# Start of Records for the task
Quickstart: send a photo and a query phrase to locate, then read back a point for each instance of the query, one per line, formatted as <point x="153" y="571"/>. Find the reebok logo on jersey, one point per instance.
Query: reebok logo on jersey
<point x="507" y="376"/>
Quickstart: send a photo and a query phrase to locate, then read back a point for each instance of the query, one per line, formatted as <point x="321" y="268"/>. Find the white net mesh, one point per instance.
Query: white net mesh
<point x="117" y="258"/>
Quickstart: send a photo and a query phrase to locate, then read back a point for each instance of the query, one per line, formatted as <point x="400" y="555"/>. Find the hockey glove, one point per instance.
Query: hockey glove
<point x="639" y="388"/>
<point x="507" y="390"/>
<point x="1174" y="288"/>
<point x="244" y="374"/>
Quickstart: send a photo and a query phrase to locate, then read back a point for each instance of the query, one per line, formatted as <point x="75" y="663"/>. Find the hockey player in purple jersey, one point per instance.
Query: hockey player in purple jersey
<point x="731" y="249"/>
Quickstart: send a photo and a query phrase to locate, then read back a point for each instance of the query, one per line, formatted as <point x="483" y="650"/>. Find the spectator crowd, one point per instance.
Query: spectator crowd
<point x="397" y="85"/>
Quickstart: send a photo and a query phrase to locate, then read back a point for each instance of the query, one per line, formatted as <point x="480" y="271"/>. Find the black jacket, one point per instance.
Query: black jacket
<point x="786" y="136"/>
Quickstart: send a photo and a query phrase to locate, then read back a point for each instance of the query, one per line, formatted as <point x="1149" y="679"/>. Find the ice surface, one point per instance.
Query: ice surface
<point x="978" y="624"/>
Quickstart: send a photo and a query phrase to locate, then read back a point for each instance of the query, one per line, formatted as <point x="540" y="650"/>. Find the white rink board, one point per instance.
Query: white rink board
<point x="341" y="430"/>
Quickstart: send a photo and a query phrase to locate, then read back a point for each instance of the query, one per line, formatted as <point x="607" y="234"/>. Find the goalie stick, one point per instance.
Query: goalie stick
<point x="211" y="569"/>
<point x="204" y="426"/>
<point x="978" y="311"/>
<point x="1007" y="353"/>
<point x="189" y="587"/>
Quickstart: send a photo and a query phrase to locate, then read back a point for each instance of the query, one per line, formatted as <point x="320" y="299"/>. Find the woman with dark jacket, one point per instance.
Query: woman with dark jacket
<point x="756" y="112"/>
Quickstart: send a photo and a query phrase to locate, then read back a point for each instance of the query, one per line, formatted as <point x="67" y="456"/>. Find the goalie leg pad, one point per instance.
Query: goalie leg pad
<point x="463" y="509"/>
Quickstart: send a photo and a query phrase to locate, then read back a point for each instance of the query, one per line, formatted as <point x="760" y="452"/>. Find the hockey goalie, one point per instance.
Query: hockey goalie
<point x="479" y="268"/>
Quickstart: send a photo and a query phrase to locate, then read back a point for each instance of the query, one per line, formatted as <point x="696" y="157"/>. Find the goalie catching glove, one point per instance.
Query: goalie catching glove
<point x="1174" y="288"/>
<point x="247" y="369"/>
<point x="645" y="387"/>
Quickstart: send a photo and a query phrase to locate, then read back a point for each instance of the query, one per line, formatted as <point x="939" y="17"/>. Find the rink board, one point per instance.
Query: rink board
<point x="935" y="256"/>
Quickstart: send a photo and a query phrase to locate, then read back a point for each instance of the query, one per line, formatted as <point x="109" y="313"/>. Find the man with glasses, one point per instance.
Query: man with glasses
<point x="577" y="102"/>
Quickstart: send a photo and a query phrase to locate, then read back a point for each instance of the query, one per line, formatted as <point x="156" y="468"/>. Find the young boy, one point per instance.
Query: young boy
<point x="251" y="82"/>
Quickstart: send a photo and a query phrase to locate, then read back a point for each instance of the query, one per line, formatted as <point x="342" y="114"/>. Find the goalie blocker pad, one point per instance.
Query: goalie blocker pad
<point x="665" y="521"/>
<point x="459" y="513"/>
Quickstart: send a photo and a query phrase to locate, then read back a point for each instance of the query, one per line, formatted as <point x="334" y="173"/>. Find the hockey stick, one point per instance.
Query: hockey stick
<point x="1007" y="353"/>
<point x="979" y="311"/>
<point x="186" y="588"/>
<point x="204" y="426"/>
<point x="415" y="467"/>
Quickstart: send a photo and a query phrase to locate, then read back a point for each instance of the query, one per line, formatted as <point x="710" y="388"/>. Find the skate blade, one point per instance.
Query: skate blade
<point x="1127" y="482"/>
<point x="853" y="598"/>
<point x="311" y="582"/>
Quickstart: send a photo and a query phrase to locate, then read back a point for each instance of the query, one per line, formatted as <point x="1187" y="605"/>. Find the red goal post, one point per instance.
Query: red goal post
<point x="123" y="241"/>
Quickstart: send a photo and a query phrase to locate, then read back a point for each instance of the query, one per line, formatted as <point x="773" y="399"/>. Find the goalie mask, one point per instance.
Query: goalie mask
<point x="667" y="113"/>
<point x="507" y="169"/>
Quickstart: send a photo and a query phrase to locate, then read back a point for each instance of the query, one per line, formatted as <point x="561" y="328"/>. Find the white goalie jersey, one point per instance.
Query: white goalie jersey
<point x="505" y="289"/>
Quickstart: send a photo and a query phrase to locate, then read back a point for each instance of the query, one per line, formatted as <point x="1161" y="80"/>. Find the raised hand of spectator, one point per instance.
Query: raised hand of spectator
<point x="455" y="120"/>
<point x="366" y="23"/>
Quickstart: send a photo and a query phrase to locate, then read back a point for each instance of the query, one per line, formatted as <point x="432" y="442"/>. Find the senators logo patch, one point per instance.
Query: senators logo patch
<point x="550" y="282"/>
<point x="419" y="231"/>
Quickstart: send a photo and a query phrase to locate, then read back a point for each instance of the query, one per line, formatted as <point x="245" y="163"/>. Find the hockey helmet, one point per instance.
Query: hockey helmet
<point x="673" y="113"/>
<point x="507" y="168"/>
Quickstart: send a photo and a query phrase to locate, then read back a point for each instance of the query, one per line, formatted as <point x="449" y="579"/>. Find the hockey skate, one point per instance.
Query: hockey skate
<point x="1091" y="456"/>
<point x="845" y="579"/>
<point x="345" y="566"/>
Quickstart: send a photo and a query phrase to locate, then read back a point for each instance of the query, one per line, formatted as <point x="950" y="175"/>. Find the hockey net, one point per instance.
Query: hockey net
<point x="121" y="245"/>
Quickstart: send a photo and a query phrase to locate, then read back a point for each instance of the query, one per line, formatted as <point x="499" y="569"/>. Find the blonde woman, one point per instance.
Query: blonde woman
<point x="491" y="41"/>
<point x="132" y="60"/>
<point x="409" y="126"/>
# End of Records for the task
• _Required work_: Duplicate every one of the lines above without changing anything.

• _Reply_:
Quickstart: send a photo and a query phrase to locate, then read back a point for each instance of the query, one per line, formatted as <point x="153" y="571"/>. Find the reebok logo on jersey, one point per instance.
Query: reebok logo on jersey
<point x="507" y="376"/>
Quickstart: send a photo and a query phrase to locate, then read back a point for each instance of the query, one per line, formatted as <point x="321" y="268"/>. Find the white net mesh, one point per instance.
Query: white net mesh
<point x="117" y="258"/>
Quickstart: send a photo and a query phrase to locate, then read back a point for each instance of the query, one per line, formatted as <point x="400" y="555"/>. Find the hockey glove, one point per instance.
Query: hockey glove
<point x="639" y="388"/>
<point x="507" y="390"/>
<point x="1174" y="288"/>
<point x="244" y="374"/>
Quickstart: send a photo and a query phrase to locate, then read back a point for each instance of the query, one per line, formatted as <point x="75" y="663"/>. Find the hockey player in purple jersey, one point per instance.
Query: hockey player in purple jersey
<point x="731" y="249"/>
Quickstart: send a photo and a query phrase to locate, then read back a point for each instance of the query, one per line, formatted as <point x="483" y="650"/>. Find the spectator crowd, one point per instance.
Query: spectator crowd
<point x="397" y="85"/>
Quickstart: send a photo and a query phrase to locate, then read back a point for each instance of the query, one per line, formatted as <point x="480" y="271"/>. Find the black jacket, one point per instance.
Query: black jacket
<point x="786" y="136"/>
Quickstart: send a photo and a query phrase to locate, then read back a point for each instance of the query, one per line, formatted as <point x="1149" y="679"/>. Find the ice surface, one point per instance.
Query: ice surface
<point x="978" y="624"/>
Quickstart: send a photo and a query phrase to locate, then read back a point for each instance of the query, one per line, formatted as <point x="540" y="650"/>. Find the white rink board, one point per instance.
Query: white rink board
<point x="341" y="430"/>
Quickstart: send a photo and a query phrase to locate, then read back a point for each instance of the query, one per line, formatted as <point x="607" y="234"/>. Find the goalie stick, one point per instance.
Query: goalie stick
<point x="211" y="569"/>
<point x="204" y="426"/>
<point x="978" y="311"/>
<point x="1007" y="353"/>
<point x="189" y="587"/>
Quickstart: send a photo and a query phrase to locate, then read back a point for each instance of the query, one per line, formatted as <point x="320" y="299"/>. Find the woman with dark jacket, one point per instance.
Query: woman with dark jacket
<point x="756" y="112"/>
Quickstart: send a photo and a query phrase to locate, then read back a point for each instance of the query, one per line, formatted as <point x="67" y="456"/>. Find the goalie leg pad, one point per instance.
Query: goalie leg pad
<point x="463" y="509"/>
Quickstart: send a photo and a query phrase to locate, then read back a point for each instance of the query, one per line, formatted as <point x="760" y="452"/>. Find the hockey goalie, one point per instance.
Query: hockey goalie
<point x="479" y="268"/>
Quickstart: send a photo and a query phrase to locate, then read back a point for each instance of the query, one per line, formatted as <point x="696" y="157"/>. Find the goalie catching glove, one point per instance.
Query: goalie catching glove
<point x="1174" y="288"/>
<point x="247" y="369"/>
<point x="645" y="387"/>
Quickstart: send a photo and a query phrase to locate, then read back a point for each instance of the query, one per line, formatted as <point x="939" y="17"/>. Find the rink board, one point per instance.
Query: rink board
<point x="935" y="256"/>
Quickstart: send a photo and a query phrase to locate, then read back a point for each instance of the query, one per line, formatted as <point x="109" y="313"/>. Find the man with glasses, one point per instance.
Query: man with glasses
<point x="577" y="102"/>
Quickstart: send a photo and a query phrase to locate, then read back a point for each instance of the query, one per line, formatted as <point x="156" y="468"/>. Find the young boy, one point per instance.
Query: young boy
<point x="251" y="82"/>
Quickstart: send a photo and a query phrase to locate, then read back a point for each instance of the query, one per line, formatted as <point x="342" y="114"/>. Find the goalie blocker pad, one point per instance.
Query: goalie blocker pad
<point x="665" y="521"/>
<point x="459" y="513"/>
Quickstart: send a photo and a query phrase to locate, then read back a point for each instance of the query, one per line, formatted as <point x="334" y="173"/>. Find the hockey stick, one point per instance.
Query: hockey stick
<point x="1007" y="353"/>
<point x="979" y="311"/>
<point x="186" y="588"/>
<point x="204" y="426"/>
<point x="415" y="467"/>
Quickstart: send a photo and a query phrase to locate, then read back a point for each instance of the query, one per line, formatted as <point x="710" y="388"/>. Find the skate blade, one point per instance.
Query: skate blade
<point x="1127" y="482"/>
<point x="853" y="598"/>
<point x="311" y="582"/>
Quickstart: send a photo and a query phrase to locate, then read back a point for each instance of the query, one per line, formatted as <point x="1187" y="605"/>. Find the red goal post, one point per instance.
Query: red goal post
<point x="123" y="241"/>
Quickstart: send a photo and a query phrase to locate, then read back a point for each instance of the query, one per line, formatted as <point x="773" y="399"/>. Find the goalie mask, one point per instance.
Query: goalie mask
<point x="667" y="113"/>
<point x="507" y="169"/>
Quickstart: send a photo and a query phrase to locate, then read back a point for each instance of the query, one per line, formatted as <point x="561" y="328"/>. Find the white goalie jersey, one point per instance.
Query: white goalie jersey
<point x="505" y="289"/>
Quickstart: send a photo and a query phrase to locate, then read back a point for each instance of the query, one per line, formatted as <point x="1161" y="80"/>. Find the raised hand of spectator, one point per instance.
Query: raised hand of spectator
<point x="455" y="120"/>
<point x="366" y="23"/>
Quickstart: send a photo and a query phrase to locate, then read back a point for each instance of the query, one per line, formatted as <point x="432" y="442"/>. Find the senators logo patch, one point per instance.
Query: senators logo patch
<point x="550" y="282"/>
<point x="419" y="231"/>
Quickstart: send a photo and a query phrase to locate, then read back a point for each instance of the query, one per line, formatted as <point x="245" y="163"/>. Find the hockey helmet, one point per instance.
Query: hockey helmet
<point x="673" y="113"/>
<point x="507" y="168"/>
Quickstart: send a photo and a query phrase to locate, then read back a point for each instance of the query, one per line, formatted as <point x="449" y="579"/>. Find the hockey skate, one point per instance.
Query: hockey skate
<point x="1091" y="456"/>
<point x="845" y="579"/>
<point x="345" y="566"/>
Quickstart: send a photo and a query phrase to locate, then read back a point for each instance of the query, one per line, formatted as <point x="950" y="175"/>. Find the hockey net, one point per instance.
Query: hockey net
<point x="121" y="245"/>
Quickstart: send a photo and a query phrase to locate, then read back a point for each instance of the query, one per line, formatted as <point x="499" y="569"/>. Find the blonde woman, one point per instance.
Query: blonde woman
<point x="491" y="41"/>
<point x="132" y="60"/>
<point x="409" y="126"/>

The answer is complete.